## START Extracted text
Monstrous Cute: An Interview with Mona Awad

Mona Awad’s first novel, the prismatic and devastating 13 Ways of Looking at a Fat Girl, started working its way into me by the end of the second chapter. I’d been feeling awful for the protagonist, Lizzie—it’s hard not to. She seemed, to me, so vulnerable, so unaware, so needy. But then, a sharp shift happens: Lizzie suddenly seemed fully aware of her vulnerability’s pull, and starts using it, inverting and playing the power dynamic, making a fool of the drunken, failed musician who falsely believes he’s the center of her world. I broke out in a grin and thought, “This seems quite impish.” It’s one of the few times that book made me smile—the pedicure scene made me sob, and the ending is wonderfully mysterious and lonely.
## END Extracted text
# Task list
1/ Answer the following from the Mona Awad interview, one line each.
(a) What is the title of Mona Awad's first novel?
(b) Whom does Lizzie make a fool of?
(c) Which scene made the interviewer sob?
2/ Write the next paragraph of the Mona Awad interview, picking up after its final sentence.
## START Supplied information
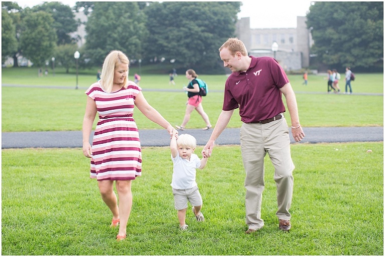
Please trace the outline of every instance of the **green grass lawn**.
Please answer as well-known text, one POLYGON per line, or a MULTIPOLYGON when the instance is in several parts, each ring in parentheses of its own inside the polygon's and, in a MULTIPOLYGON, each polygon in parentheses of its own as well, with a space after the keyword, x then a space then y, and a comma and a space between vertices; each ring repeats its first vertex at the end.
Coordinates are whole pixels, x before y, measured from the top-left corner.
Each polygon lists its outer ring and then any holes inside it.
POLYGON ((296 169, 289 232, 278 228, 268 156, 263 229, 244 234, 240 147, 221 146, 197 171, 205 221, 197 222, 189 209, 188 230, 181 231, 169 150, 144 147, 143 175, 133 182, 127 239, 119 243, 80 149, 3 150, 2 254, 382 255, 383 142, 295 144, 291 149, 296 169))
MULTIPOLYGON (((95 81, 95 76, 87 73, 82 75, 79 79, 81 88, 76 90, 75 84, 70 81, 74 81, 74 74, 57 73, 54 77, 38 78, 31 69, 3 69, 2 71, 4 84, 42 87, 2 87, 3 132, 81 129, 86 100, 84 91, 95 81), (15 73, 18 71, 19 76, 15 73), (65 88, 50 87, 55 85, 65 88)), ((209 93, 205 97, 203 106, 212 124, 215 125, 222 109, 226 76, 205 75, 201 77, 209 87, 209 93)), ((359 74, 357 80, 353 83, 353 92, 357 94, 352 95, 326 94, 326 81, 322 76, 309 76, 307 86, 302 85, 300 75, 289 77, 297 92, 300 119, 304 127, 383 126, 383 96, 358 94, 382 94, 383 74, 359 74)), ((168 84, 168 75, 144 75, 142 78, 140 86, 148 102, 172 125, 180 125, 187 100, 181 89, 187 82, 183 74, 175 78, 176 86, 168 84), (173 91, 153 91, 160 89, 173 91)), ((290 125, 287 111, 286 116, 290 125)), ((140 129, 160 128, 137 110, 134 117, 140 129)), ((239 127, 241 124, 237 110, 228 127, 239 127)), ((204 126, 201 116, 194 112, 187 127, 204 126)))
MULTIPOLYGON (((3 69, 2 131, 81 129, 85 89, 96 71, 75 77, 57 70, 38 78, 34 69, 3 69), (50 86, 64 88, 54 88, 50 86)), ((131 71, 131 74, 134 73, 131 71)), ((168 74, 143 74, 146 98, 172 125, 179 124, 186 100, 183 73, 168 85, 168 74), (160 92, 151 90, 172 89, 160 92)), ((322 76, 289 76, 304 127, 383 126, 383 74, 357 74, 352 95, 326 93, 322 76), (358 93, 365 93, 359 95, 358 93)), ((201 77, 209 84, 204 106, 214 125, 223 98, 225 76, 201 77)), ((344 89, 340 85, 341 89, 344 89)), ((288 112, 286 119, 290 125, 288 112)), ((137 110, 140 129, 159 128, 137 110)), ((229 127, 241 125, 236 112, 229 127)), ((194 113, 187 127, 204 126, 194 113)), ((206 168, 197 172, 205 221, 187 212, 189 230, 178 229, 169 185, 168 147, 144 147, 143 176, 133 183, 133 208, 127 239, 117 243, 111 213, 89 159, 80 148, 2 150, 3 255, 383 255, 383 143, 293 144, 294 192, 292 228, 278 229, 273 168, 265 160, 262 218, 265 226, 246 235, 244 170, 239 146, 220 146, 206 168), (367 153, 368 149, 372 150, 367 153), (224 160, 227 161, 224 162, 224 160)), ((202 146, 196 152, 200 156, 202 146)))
## END Supplied information
## START Supplied information
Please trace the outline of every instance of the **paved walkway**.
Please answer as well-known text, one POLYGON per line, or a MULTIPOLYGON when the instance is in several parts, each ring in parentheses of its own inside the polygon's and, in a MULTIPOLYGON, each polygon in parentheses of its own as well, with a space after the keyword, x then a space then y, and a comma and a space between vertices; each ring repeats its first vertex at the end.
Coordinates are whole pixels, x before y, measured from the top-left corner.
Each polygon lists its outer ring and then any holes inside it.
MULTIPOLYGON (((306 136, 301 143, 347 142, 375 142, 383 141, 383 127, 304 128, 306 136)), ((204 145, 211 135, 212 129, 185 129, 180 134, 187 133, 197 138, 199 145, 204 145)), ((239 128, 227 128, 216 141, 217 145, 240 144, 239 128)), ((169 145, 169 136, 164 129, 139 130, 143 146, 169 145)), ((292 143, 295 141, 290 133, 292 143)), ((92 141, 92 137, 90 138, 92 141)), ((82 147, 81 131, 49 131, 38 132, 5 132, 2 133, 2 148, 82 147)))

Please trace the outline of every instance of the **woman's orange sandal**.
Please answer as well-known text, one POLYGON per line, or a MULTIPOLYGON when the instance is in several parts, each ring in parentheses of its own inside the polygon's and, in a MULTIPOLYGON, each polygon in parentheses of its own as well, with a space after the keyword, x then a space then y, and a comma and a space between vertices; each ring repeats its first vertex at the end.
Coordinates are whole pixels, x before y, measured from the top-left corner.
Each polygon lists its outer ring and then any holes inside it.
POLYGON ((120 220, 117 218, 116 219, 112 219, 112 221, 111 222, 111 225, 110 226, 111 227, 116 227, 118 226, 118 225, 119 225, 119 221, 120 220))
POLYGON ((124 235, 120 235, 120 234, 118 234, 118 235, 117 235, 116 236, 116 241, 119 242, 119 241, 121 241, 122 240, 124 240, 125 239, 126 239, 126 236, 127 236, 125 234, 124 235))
## END Supplied information
# Answers to the exercises
1/
(a) 13 Ways of Looking at a Fat Girl
(b) The drunken, failed musician who falsely believes he's the center of her world
(c) The pedicure scene

2/
Transformations, inversions, and longing are Awad’s specialty, and in her new novel, Bunny, the impish quality is turned on in full. Samantha Heather Mackey (what a name!) is the archetypal outsider at an exclusive east coast M.F.A. program. The program’s mean girl clique is cloying, referring to themselves and each other as “Bunny” (how perfect in its layers of meaning—cutesy and pagan at once), while they critique Sam’s work as being “in love with its own outsiderness.” Sam gets an invitation to join the Bunnies’ off-campus salon-style workshops. She drags her feet, but, of course, she can’t resist. The workshops quickly reveal themselves as literal magical coven meetings. In the name of their artistic “practice,” the women conjure broken humanoid men (who look sort of like “pre-TB Keats” or Tim Riggins or Dracula or James Dean)—pseudo boyfriends who they refer to as “drafts.” The Bunnies themselves are rendered in a hilarious mix of self-seriousness and cluelessness, giving and withholding pep talks throughout:

Bunny, we know you sometimes get depressed that your sister is this incredible neurologist in training or whatever … But then the day came when you went into your mother’s room and dragged her diamond ring across her vanity mirror … etching messages from the goddess of Wisdom … That was the day you started giving your special gift of you to the world. Sure your sister saves lives, Bunny, but you save souls with your diamond proems. And how many people can say that?

The first part of Bunny is a shifting, gleeful collage of cultural references and stereotypes. Then, the novel breaks and reforms its own logic, going deeper into the nature of creation, friendship, community, and the boundaries between reality and perception. The ending, which I won’t give away, has some achingly sad, and very real moments.

Mona and I met at a reading last March. After gushing a little at her, I asked if she’d like to do an interview over email. 

INTERVIEWER

Did you do research for Bunny? The Workshop meetings are, structurally, so much like what I’ve read of those horrible “eye witness accounts” of witches sabbaths in the Middle Ages—but a candy coated version. A Pink Sabbath!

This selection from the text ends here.